I was never any good at those search-and-find books as a kid. Where’s Waldo eluded me for years. As an adult, my own children have much more of a knack for it than I ever did (or do to this day). Should I be worried about my relatively poor performance at such games, or is this just me being me?

A 2019 study published in Investigative Ophthalmology and Visual Science examines a functional aspect of glaucomatous damage that deserves more attention than it currently receives.1

ODs learn of the crowding phenomenon when studying amblyopia in school (see Figure 1, to the bottom right). Testing visual acuity on amblyopic patients using crowded optotypes has been studied for years.2



Trial subjects

However, visual crowding may also have implications for the functional assessment of glaucoma patients. The authors of this study tested 13 subjects with “mild glaucomatous visual field loss” and 13 controls.

Visual crowding was determined by having each subject determine the orientation of the letter “T” presented 10 degrees away from a fixation target in each quadrant. The optotype was crowded, or “flanked,” by two letter “Hs,” and the subjects were asked to determine whether the T was upright or downright during 12 testing blocks consisting of 50 trials a piece for a total of 600 trials.

Prior to the crowding trials, the researchers tested to see if the subjects could initially see the letter T in each quadrant in order to determine if anyone would perform poorly simply because the optotype was in an area of glaucomatous visual field loss.

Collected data
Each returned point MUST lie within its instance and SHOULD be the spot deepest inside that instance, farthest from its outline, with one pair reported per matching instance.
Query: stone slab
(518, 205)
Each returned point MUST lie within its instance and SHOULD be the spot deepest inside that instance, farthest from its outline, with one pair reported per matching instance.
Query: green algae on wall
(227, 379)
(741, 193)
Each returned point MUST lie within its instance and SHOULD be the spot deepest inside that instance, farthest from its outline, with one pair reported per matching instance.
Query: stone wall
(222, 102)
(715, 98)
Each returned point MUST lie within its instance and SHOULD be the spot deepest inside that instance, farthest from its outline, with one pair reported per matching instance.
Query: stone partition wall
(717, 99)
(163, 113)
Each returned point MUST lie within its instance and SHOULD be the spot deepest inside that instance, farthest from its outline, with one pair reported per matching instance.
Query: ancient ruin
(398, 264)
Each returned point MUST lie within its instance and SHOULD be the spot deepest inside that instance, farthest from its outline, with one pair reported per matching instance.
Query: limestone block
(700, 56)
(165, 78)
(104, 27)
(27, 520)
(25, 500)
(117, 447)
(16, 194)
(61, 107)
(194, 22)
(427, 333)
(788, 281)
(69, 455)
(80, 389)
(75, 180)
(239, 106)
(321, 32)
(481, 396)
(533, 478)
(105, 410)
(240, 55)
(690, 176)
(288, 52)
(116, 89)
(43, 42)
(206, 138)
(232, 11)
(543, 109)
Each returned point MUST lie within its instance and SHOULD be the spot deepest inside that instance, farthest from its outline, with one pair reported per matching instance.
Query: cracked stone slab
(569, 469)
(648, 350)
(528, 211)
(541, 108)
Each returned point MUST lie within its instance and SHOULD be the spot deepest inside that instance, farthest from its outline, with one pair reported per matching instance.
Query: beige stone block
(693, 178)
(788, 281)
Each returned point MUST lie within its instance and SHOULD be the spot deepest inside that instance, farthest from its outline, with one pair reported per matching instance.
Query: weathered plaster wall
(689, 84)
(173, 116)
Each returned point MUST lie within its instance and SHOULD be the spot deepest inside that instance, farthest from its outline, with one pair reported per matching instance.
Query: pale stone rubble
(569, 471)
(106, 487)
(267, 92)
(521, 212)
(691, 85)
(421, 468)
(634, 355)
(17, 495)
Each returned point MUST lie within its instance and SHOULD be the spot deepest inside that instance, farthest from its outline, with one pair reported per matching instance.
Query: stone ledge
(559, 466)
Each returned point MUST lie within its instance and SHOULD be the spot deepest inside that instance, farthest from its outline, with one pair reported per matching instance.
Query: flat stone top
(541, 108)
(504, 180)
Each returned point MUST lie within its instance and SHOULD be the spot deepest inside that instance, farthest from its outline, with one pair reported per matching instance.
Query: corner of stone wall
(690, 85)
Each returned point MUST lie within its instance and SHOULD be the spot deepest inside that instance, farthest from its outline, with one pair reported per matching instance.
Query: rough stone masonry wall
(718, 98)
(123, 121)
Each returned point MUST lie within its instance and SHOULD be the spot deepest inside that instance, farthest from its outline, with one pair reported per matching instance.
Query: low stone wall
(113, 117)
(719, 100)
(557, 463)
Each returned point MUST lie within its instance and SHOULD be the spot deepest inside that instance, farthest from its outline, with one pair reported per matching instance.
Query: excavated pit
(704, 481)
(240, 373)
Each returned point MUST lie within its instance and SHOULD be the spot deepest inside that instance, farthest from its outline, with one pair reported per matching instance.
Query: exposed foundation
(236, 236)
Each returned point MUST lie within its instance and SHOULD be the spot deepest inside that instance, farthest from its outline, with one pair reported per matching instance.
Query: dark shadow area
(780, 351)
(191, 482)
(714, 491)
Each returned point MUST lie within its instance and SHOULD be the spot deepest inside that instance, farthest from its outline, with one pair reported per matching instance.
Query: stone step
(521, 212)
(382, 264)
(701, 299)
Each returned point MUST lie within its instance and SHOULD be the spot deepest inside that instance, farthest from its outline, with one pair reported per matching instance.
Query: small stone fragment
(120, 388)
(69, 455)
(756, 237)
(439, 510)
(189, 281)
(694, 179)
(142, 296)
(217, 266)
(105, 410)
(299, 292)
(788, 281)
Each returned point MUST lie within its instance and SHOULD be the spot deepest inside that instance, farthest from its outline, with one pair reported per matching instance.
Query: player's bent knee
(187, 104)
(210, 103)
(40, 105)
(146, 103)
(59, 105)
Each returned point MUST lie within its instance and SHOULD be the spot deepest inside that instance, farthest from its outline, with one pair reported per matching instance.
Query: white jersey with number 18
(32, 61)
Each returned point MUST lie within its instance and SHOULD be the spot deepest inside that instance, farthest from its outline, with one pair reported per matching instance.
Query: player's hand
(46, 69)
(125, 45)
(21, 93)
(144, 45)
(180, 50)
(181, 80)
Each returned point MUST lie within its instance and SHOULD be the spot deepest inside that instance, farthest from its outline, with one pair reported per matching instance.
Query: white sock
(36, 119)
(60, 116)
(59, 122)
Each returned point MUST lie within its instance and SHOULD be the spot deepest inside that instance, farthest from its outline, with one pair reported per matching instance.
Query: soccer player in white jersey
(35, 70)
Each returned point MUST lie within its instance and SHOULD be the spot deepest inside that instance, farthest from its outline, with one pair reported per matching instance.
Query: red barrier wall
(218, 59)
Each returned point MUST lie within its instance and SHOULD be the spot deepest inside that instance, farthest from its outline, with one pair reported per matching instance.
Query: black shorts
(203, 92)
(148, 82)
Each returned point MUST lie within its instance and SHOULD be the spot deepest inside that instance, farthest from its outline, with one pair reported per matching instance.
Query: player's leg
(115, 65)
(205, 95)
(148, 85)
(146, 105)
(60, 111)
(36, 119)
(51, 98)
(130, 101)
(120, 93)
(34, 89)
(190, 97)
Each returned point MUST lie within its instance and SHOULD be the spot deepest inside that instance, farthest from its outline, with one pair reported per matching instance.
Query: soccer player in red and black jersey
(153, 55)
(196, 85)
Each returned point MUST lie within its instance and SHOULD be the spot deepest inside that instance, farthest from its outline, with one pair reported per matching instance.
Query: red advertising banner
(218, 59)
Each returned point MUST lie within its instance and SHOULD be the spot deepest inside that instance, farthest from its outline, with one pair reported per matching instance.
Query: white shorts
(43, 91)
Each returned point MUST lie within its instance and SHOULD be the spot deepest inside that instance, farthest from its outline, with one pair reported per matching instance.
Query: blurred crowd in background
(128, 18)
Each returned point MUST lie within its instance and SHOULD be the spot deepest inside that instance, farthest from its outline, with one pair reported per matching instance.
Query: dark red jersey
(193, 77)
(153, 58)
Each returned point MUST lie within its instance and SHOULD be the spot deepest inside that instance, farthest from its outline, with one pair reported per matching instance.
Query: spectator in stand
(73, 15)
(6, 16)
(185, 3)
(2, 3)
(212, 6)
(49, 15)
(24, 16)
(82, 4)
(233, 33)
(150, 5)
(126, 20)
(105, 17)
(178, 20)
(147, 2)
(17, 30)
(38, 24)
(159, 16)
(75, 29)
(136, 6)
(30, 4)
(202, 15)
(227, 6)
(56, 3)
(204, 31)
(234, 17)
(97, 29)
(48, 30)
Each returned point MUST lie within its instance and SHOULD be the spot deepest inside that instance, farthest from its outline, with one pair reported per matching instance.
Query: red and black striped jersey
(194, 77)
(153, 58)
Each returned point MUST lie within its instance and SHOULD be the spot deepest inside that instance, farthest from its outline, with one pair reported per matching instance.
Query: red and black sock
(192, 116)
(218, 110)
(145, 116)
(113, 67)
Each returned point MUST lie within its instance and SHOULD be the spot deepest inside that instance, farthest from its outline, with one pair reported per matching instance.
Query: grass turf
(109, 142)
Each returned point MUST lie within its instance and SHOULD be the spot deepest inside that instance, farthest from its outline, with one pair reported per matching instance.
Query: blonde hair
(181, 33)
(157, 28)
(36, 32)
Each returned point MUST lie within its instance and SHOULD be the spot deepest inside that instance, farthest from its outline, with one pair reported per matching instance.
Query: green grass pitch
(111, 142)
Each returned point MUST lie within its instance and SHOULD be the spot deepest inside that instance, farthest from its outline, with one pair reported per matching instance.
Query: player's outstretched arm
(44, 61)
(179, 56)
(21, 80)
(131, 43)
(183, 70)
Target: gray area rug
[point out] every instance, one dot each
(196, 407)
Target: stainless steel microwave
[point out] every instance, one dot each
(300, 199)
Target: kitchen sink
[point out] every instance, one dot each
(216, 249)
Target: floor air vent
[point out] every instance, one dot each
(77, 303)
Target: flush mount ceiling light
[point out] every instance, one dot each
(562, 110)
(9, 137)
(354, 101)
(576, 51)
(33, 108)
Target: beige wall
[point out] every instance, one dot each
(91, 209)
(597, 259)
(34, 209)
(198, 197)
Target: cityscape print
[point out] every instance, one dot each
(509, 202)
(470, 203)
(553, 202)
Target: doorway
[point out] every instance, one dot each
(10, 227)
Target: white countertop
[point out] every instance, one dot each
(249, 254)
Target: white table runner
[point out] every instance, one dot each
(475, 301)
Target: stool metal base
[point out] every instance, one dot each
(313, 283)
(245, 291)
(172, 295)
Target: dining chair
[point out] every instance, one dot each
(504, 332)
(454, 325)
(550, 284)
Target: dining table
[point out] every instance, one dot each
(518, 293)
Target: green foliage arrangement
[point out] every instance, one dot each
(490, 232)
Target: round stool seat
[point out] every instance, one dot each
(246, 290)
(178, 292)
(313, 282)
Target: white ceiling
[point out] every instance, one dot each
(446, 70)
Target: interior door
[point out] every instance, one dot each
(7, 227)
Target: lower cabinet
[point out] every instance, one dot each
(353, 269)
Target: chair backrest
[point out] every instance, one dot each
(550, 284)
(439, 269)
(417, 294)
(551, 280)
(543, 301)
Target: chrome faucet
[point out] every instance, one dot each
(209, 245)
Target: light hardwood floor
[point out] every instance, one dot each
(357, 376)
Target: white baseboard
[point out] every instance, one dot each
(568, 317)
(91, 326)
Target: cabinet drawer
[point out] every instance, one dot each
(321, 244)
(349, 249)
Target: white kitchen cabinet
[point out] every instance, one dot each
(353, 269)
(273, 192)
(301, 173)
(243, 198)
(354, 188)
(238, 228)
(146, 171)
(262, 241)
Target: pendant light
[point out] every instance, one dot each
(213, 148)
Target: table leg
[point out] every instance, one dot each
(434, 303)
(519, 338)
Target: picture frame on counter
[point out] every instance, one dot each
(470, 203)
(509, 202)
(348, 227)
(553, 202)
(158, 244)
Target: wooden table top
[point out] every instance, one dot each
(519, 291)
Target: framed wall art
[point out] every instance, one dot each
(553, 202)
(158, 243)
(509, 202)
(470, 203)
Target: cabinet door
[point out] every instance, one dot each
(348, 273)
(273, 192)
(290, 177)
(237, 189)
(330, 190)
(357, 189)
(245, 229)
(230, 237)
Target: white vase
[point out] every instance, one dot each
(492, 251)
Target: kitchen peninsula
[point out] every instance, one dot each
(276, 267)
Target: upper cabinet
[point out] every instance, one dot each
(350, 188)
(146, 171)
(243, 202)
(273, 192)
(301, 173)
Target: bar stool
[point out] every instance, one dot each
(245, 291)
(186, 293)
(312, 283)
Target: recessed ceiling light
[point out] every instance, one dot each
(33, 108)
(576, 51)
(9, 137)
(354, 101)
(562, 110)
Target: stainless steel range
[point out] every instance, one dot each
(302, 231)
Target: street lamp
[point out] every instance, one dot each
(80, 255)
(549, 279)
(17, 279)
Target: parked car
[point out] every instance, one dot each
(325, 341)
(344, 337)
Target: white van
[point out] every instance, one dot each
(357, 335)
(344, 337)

WORK TASK → In the text on visual crowding in glaucoma, write out again the part starting at "ODs learn of" and ending at "and 13 controls.", switching "amblyopia" to "strabismus".

RESULT OF THE TASK →
ODs learn of the crowding phenomenon when studying strabismus in school (see Figure 1, to the bottom right). Testing visual acuity on amblyopic patients using crowded optotypes has been studied for years.2



Trial subjects

However, visual crowding may also have implications for the functional assessment of glaucoma patients. The authors of this study tested 13 subjects with “mild glaucomatous visual field loss” and 13 controls.